Javelins and comparable weapons are almost 30 years old at this point, it's not some new emerging threat by any means.
I'm not sure the country of three hundred million guns needs advanced weapons. The President might be heavily secured, but as we saw on Jan 6 it's possible to overrun the security of Congress. Then there are all the various state buildings.

There are a lot of Americans who talk up the "right" to armed resistance against their government. There are also an alarmingly large number of mass shootings in America. It's almost surprising that these rarely overlap and you get people shooting up their school, university, a nightclub, or random people in Las Vegas rather than directed terrorism towards the actual government.

>but as we saw on Jan 6 it's possible to overrun the security of Congress

The Capitol Police, despite being both armed and trained to use their arms, inexplicably did not use their weapons until something like 90 minutes into the riot. The only fatality from the riot, one unarmed protester, was the result.

The Capitol Police is wholly under the control of Congress. Keep that in mind as you read this Time article <https://time.com/5936036/secret-2020-election-campaign/>, which specifically discusses how leftist groups that also had planned protests at the Capitol that day were specifically told to stand down.

https://en.wikipedia.org/wiki/Congressional_baseball_shootin...

>On June 14, 2017, during a practice session for the annual Congressional Baseball Game for Charity in Alexandria, Virginia, James Hodgkinson shot U.S. House Majority Whip Steve Scalise, U.S. Capitol police officer Crystal Griner, congressional aide Zack Barth, and lobbyist Matt Mika. A ten-minute shootout took place between Hodgkinson and officers from the Capitol and Alexandria Police before officers shot Hodgkinson, who died from his wounds later that day at the George Washington University Hospital.[7][8] Scalise and Mika were taken to nearby hospitals where they underwent surgery.[9]

Hodgkinson was a left-wing political activist[10][11] from Belleville, Illinois, while Scalise was a Republican member of Congress. The Virginia Attorney General concluded Hodgkinson's attack was "an act of terrorism... fueled by rage against Republican legislators".[12] Scalise was the first sitting member of Congress to have been shot since Arizona Representative Gabby Giffords was shot in 2011.[13]

In a 2021 report, the FBI classified the shooting as an act of domestic terrorism, and the perpetrator of the shooting as a "domestic violent extremist" with a "personalized violent ideology."

The legality isn't the issue, it's the expected unlawful proliferation of these systems from this conflict that will happen.
> expected

By whom?

> proliferation

Unlike firearms, the critical and expensive part of these weapons is the round, not the launcher. And they're being used up at a huge rate.

:: Complete the following ::
(a) Repeat the section of the weapons discussion that opens with the words containing "I'm not sure" and closes with "the actual government.".
(b) Answer these questions from the weapons discussion:
(i) About how old are Javelins and comparable weapons?
(ii) On what date did the shooting at the baseball practice session take place?
(iii) Which part of these weapons is called the critical and expensive part?
Answer using only the weapons discussion above.

:: Data to examine ::
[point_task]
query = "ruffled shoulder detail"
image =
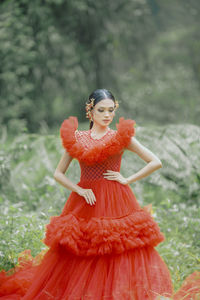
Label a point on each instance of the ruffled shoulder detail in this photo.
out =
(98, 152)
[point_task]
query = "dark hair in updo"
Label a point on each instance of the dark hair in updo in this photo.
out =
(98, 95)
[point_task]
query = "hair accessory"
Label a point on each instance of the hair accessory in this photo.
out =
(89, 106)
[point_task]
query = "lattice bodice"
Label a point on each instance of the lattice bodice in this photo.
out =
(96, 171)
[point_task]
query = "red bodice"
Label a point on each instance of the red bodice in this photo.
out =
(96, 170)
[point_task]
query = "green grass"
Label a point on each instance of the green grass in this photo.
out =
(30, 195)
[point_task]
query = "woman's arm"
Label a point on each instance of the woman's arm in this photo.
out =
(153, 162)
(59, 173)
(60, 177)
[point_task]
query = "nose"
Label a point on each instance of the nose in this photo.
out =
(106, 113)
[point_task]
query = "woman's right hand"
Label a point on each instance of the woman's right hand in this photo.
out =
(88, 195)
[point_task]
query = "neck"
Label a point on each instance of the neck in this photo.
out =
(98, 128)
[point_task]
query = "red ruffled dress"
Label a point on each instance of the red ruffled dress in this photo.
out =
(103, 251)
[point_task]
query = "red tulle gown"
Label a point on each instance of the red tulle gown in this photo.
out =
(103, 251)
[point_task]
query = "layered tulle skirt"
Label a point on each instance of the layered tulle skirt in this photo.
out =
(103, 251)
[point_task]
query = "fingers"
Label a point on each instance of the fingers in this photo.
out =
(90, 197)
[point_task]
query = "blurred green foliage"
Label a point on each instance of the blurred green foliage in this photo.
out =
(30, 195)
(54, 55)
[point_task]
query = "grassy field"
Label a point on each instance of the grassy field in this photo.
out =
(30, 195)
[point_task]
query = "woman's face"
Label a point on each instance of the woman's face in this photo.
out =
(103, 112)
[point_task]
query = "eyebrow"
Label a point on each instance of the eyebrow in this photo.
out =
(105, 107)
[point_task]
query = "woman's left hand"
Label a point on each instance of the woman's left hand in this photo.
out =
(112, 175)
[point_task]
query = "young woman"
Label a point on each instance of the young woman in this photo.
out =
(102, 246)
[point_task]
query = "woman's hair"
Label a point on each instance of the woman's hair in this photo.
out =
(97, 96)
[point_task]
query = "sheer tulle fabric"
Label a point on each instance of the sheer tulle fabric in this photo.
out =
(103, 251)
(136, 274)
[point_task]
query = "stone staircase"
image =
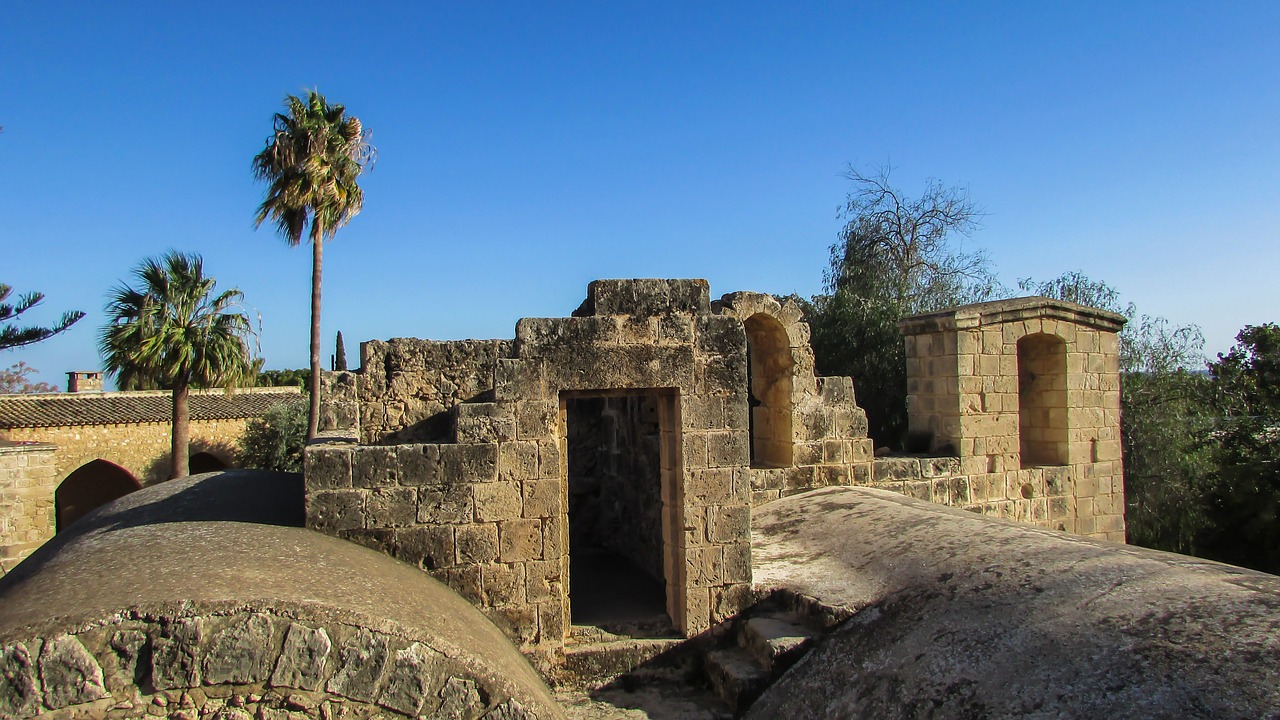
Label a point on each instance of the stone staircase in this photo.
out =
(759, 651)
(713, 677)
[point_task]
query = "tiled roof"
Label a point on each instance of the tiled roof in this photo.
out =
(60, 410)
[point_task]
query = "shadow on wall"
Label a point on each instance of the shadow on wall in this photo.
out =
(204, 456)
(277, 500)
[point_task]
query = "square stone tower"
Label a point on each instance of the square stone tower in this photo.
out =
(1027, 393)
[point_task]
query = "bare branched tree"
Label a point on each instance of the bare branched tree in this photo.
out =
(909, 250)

:: Replies ::
(a)
I'm not sure the country of three hundred million guns needs advanced weapons. The President might be heavily secured, but as we saw on Jan 6 it's possible to overrun the security of Congress. Then there are all the various state buildings.

There are a lot of Americans who talk up the "right" to armed resistance against their government. There are also an alarmingly large number of mass shootings in America. It's almost surprising that these rarely overlap and you get people shooting up their school, university, a nightclub, or random people in Las Vegas rather than directed terrorism towards the actual government.

(b)
(i) Almost 30 years old.
(ii) June 14, 2017.
(iii) The round, not the launcher.